Source text:
::::::::
After creating the index on office.off_email, the execution plan changed and performance improved significantly.

Execution time reduced from ~17 ms to ~3.4 ms.
PostgreSQL now uses a Nested Loop Join.
An Index Scan is used on the office table instead of a full table scan.
The intership table still uses a Sequential Scan because many rows match salary > 5000, so the planner finds it cheaper.

Key Improvement

The main performance gain comes from replacing the full scan of office with an index lookup, which reduces I/O and speeds up joins.

Performance Is Not Only About Indexes

While indexes greatly improve performance, schema design is equally important.

Data Type Selection Matters

Choosing appropriate column data types directly affects:

Row size
Index size
Cache efficiency
Query execution speed

Example: Poor Table Design

samdb=# CREATE TABLE college (id SERIAL PRIMARY KEY, name TEXT,
    email TEXT,
    type TEXT );
CREATE TABLE

Suppose the type column only stores small values such as:

UG , PG , Diploma

Example: Optimized Table Design

samdb=# CREATE TABLE student (
    id SERIAL PRIMARY KEY,
    name VARCHAR(100),
    email VARCHAR(150),
    type VARCHAR(20)
::::::::
Supplied material:
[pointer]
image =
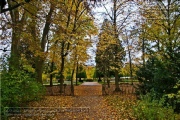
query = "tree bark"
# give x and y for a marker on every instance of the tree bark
(117, 89)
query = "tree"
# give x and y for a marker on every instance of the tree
(161, 31)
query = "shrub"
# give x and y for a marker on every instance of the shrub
(18, 88)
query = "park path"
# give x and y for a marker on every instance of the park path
(88, 106)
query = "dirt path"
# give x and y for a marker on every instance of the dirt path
(83, 107)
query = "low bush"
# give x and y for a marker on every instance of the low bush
(18, 88)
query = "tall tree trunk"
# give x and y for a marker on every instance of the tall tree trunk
(76, 73)
(51, 75)
(40, 60)
(117, 89)
(16, 32)
(72, 86)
::::::::
Complete the following:
(1) Reproduce word for word the stretch of the PostgreSQL performance text from "An Index Scan" through "is equally important.".
(2) Carry the PostgreSQL performance text forward, picking up right after its final line.

Results by task:
(1)
An Index Scan is used on the office table instead of a full table scan.
The intership table still uses a Sequential Scan because many rows match salary > 5000, so the planner finds it cheaper.

Key Improvement

The main performance gain comes from replacing the full scan of office with an index lookup, which reduces I/O and speeds up joins.

Performance Is Not Only About Indexes

While indexes greatly improve performance, schema design is equally important.

(2)
);
CREATE TABLE

Why This Impacts Performance

If you define very large column types (e.g., TEXT or VARCHAR(4000)) but store small values:

Row width increases
Fewer rows fit into an 8KB data page
More disk pages must be read
Indexes become larger
Cache efficiency decreases

As a result:

I/O increases
Memory usage increases
Execution time increases

On tables with millions of rows, this design mistake can significantly impact performance.

Conclusion

Database performance depends on:

Proper indexing
Efficient query design
Correct execution plan analysis
System configuration
Good schema and data type design

Performance tuning is not just about fixing slow queries, it starts at the design stage.

Well-designed tables, appropriate data types, and proper indexing together create a scalable and high-performing database system.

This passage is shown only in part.